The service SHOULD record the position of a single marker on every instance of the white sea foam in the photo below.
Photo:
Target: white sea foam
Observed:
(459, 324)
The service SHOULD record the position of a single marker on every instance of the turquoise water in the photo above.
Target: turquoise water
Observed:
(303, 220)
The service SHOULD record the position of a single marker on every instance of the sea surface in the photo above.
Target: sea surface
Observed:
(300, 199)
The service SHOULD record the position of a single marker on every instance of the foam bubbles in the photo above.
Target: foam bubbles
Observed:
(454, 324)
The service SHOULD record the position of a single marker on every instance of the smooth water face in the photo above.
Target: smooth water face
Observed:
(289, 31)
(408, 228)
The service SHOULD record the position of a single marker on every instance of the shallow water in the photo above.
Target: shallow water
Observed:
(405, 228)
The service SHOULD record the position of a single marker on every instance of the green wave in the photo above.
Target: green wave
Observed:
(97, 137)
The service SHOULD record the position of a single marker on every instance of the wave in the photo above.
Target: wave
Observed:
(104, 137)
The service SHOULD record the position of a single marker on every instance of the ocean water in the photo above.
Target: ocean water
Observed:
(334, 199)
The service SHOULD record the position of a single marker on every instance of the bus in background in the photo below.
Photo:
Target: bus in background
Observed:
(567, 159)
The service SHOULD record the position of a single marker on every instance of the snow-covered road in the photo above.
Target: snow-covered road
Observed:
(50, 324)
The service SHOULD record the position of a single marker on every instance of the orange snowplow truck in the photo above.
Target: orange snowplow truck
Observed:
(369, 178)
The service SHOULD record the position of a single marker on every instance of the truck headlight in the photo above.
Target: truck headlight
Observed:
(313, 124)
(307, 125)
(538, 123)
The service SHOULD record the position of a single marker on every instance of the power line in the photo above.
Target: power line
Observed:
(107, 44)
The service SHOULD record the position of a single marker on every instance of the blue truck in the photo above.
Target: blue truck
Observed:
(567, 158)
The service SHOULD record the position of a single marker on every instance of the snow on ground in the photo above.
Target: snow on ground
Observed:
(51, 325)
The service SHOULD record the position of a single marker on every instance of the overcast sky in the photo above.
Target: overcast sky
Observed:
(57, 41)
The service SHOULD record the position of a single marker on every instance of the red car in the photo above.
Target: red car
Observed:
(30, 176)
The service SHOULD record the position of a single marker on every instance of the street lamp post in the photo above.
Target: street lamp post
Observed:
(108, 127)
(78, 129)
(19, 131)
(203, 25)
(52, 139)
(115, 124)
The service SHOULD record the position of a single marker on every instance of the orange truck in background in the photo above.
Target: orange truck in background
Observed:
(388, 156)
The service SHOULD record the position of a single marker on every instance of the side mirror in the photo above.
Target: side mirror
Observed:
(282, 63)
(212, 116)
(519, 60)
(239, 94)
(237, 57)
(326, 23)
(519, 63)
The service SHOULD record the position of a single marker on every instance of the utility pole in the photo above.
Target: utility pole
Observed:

# Your objective:
Find the word "utility" in the entries above, then copy each line that holds it.

# Final answer:
The service SHOULD record the position of a single marker on every instance of the utility pole in the photo above.
Target: utility pole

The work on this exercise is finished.